- SELECTED TEXT
○ ○ ○
Dear Fifteen-Year-Old Me,
You’re more powerful than you know.
I know the acne is tough. I know that feelings suck and being a teenage girl seems impossibly complicated. I know you secretly want people to like you even though you act indifferent simply because you have so few friends.
Let’s face it – you grew up incredibly sheltered, and the transition from home-schooling to public school was rough to say the least. High school is an angsty time to begin with, but making the switch from home-school straight to ninth grade in a new public school? Yeesh. That time of your life may be hard, but you’ll make it. Those grades will pay off, girl. I’ll never forget the time when you got 102% on your English final because of course you did the extra credit, and the other kids were trying to figure out who it was that achieved that score. You looked at the sheet on the wall and saw your student ID number, and in excitement (and extremely naivety) you said, “Oh my gosh, that’s me!” And that was the first time anyone said the F word to your face. Needless to say, not a smart move on your part. But hey, you live and learn, and from then on you kept your grades to yourself.
○ ○ ○
- RAW DATA
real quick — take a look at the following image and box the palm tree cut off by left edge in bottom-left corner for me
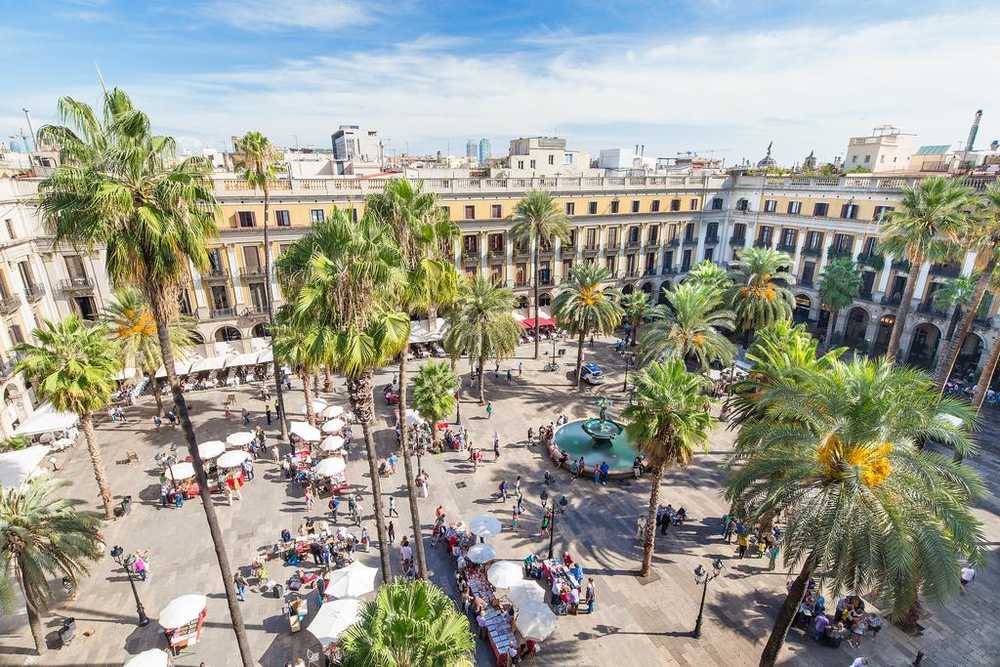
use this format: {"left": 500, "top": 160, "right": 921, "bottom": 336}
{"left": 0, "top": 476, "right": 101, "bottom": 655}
○ ○ ○
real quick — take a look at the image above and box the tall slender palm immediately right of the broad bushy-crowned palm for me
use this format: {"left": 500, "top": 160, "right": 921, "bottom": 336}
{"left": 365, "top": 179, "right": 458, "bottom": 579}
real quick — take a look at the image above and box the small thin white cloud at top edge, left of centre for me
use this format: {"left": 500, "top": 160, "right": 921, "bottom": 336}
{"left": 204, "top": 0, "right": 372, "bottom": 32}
○ ○ ○
- THINGS TO DO
1. Transcribe the letter to fifteen-year-old me from "Let’s face it" up to and including "grades to yourself.".
2. In the letter to fifteen-year-old me, what score was earned on the English final?
3. Resume the letter to fifteen-year-old me from where it stops.

- TASK RESULTS
1.
Let’s face it – you grew up incredibly sheltered, and the transition from home-schooling to public school was rough to say the least. High school is an angsty time to begin with, but making the switch from home-school straight to ninth grade in a new public school? Yeesh. That time of your life may be hard, but you’ll make it. Those grades will pay off, girl. I’ll never forget the time when you got 102% on your English final because of course you did the extra credit, and the other kids were trying to figure out who it was that achieved that score. You looked at the sheet on the wall and saw your student ID number, and in excitement (and extremely naivety) you said, “Oh my gosh, that’s me!” And that was the first time anyone said the F word to your face. Needless to say, not a smart move on your part. But hey, you live and learn, and from then on you kept your grades to yourself.

2. 102%, because the extra credit was done.

3.
I know you’re quiet and in many ways still afraid of the world. I won’t lie to you – there are a lot of really terrible things out there. There are always going to be people who want to take advantage of weakness, and prey on those whom they don’t believe can defend themselves. But you can. There are always going to be people who don’t give a damn about what you think or believe or want in life, and who don’t think that you will be able to speak up for yourself. But you can. There are going to be times when you are so lonely or hurt or scared that you don’t know what to do, and don’t see how you could possibly figure a way out. But you will.
You will find your why, and your passion will lead you into strength and purpose. Know that there’s light at the end of the tunnel. There are a lot of hard lessons that you will learn but you are smart and resilient and damn it girl, you will bounce back.
Know that you are supported and loved, and you are fortunate to be so. Your family is there for you even when you don’t acknowledge or understand it. You are lucky enough to have a strong support system even if you rebel against it. Trust me, you’re going to need them, and they will always love you.
Know that the world can wreck you, but it can also be a place of joy and laughter and love. Life is what you make it, so be aware of what you think.
But above all else – be kind. Be kind to those around you, because you never know someone else’s story or what they may be going through. Be kind to your parents and siblings, because family is a blessing that not everyone has the privilege to experience. And don’t forget to be kind to yourself. You may be fifteen, rebellious, short-tempered, and not always a pleasure to be around, but you’re allowed to have time to grow up. Allow yourself to feel the freedom of being a teenager while you still can, and before you feel the true pressures of life. Allow yourself time to grow and figure out who you are.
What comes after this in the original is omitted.